Texto proporcionado
★ ★ ★ ★

Estamos en 1984, Facundo disfruta su momento más popular, con un éxito arrasador después de los recitales masivos de Ferro, que fueron posteriormente registrados en el disco en vivo Ferrocabral, que se vende como pan caliente. Con el reciente regreso de la democracia, sus historias que mixturan ritmo de milonga con misticismo han encendido los ojos de un público que despierta a la libertad de expresión y la alegría de volver a juntarse.

En esos días yo vivía en el campo, cerca de Junín, y cuando supe que tocaba en la cercana Arrecifes me fui a verlo y saludarlo. No lo había visto desde el ‘68 o ‘69, cuando circulábamos con Miguel Abuelo curioseando en los circuitos de café concert, en La Botica del Angel y otros lugares de la noche top porteña, y veíamos a una Nacha Guevara de protesta, a unos I Musicisti que se convertirían en Les Luthiers, a Piazzolla, a Mercedes Sosa. Con ellos, Facundo, que venía de ser el Indio Gasparino, estaba saliéndose de los moldes de la “industria del entretenimiento” con canciones como “John Parker Dimitrinsky”, una burla a los imperialismos americano y soviético, o “Dale, dale, Federico” que lo hizo muy popular.

Facundo tenía una especie de monólogo permanente, como si estuviera siempre en el escenario, y yo quería sacarlo de sus carriles y hablar de su papel de rebelde, algo que lo acercaba a la actitud el rock.

Te estás volviendo una especie de líder o profeta religioso a los ojos de la gente. ¿Cómo te sentís en ese papel?

★ ★ ★ ★

[Datos guardados]
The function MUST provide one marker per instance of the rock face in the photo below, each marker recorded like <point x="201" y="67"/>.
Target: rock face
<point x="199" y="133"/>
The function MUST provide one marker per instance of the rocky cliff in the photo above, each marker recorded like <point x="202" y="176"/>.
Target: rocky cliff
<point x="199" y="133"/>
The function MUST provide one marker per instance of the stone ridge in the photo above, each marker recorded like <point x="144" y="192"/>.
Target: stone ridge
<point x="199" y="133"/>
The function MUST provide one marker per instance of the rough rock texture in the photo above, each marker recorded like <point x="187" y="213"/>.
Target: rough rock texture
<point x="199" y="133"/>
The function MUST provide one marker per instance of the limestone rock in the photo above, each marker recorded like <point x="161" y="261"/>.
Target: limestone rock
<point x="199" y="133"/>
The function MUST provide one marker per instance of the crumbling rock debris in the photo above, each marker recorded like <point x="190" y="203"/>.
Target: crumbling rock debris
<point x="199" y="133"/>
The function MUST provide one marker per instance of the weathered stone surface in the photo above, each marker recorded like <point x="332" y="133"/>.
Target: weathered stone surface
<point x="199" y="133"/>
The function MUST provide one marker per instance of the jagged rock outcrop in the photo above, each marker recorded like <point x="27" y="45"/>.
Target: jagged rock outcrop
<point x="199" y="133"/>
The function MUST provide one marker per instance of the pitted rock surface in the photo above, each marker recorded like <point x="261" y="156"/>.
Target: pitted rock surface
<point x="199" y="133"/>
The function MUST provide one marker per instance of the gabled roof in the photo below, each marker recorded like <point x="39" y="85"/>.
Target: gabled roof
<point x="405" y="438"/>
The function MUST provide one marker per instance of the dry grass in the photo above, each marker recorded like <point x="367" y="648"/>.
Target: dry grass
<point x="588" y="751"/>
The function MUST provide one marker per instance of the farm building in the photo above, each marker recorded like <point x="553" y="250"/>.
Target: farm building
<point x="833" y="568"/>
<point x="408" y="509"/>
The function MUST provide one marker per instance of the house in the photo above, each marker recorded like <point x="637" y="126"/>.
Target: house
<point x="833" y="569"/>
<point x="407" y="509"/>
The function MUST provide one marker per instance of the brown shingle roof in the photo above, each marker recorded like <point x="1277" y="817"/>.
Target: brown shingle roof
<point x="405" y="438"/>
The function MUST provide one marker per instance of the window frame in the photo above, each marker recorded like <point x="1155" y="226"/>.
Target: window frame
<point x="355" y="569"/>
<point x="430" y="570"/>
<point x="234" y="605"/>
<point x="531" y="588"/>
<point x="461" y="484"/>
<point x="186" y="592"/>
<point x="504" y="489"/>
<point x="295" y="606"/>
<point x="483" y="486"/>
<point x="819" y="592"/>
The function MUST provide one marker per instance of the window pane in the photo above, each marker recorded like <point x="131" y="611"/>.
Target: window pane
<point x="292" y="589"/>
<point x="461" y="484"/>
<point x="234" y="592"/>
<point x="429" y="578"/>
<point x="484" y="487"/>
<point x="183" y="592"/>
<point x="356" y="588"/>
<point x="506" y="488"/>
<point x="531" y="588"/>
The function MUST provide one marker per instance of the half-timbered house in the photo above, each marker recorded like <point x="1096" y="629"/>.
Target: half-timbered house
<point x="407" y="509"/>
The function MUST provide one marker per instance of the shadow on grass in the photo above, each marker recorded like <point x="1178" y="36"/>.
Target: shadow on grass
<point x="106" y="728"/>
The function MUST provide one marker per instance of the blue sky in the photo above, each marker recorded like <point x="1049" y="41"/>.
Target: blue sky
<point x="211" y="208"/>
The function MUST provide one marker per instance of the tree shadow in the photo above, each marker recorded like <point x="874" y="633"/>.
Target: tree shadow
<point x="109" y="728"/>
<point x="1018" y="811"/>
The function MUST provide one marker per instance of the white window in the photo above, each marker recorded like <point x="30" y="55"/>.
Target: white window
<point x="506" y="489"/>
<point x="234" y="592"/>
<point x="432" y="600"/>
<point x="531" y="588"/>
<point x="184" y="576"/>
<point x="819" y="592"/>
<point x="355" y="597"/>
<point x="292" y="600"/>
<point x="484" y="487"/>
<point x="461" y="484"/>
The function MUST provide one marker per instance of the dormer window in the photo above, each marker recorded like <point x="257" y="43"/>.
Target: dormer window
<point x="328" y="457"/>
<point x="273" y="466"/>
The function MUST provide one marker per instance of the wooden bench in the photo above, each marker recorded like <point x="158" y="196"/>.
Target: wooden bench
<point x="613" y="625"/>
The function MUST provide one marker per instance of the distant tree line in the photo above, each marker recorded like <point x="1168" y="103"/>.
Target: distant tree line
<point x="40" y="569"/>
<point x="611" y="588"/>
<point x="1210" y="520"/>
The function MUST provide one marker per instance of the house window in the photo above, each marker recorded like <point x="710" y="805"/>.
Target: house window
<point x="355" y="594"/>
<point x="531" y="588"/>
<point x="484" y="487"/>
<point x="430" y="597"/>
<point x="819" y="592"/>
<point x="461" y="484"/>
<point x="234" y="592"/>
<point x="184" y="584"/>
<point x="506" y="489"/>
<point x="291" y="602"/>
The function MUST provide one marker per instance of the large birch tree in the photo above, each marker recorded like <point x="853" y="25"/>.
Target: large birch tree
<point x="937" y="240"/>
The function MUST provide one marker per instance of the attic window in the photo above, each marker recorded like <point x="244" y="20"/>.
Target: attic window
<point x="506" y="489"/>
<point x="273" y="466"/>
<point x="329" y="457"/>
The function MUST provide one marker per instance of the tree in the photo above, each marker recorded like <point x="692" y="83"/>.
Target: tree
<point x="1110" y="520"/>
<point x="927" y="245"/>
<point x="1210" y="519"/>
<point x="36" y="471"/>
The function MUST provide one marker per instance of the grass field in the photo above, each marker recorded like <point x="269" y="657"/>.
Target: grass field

★ ★ ★ ★

Qué hacer
**a)** ¿En qué año transcurre lo que se cuenta en el texto sobre Facundo?
**b)** Reescribe el fragmento del texto sobre Facundo desde "Facundo tenía una" hasta "en ese papel?", ambos incluidos, y pon "tablado" en lugar de "escenario".
**c)** Nombra todos los artistas que, según el texto sobre Facundo, se veían en los circuitos de café concert a fines de los sesenta.
El listado no tiene nada que ver con el texto.

Respuestas
**a)** En 1984.

**b)**
Facundo tenía una especie de monólogo permanente, como si estuviera siempre en el tablado, y yo quería sacarlo de sus carriles y hablar de su papel de rebelde, algo que lo acercaba a la actitud el rock.

Te estás volviendo una especie de líder o profeta religioso a los ojos de la gente. ¿Cómo te sentís en ese papel?

**c)** Nacha Guevara, I Musicisti, Piazzolla y Mercedes Sosa.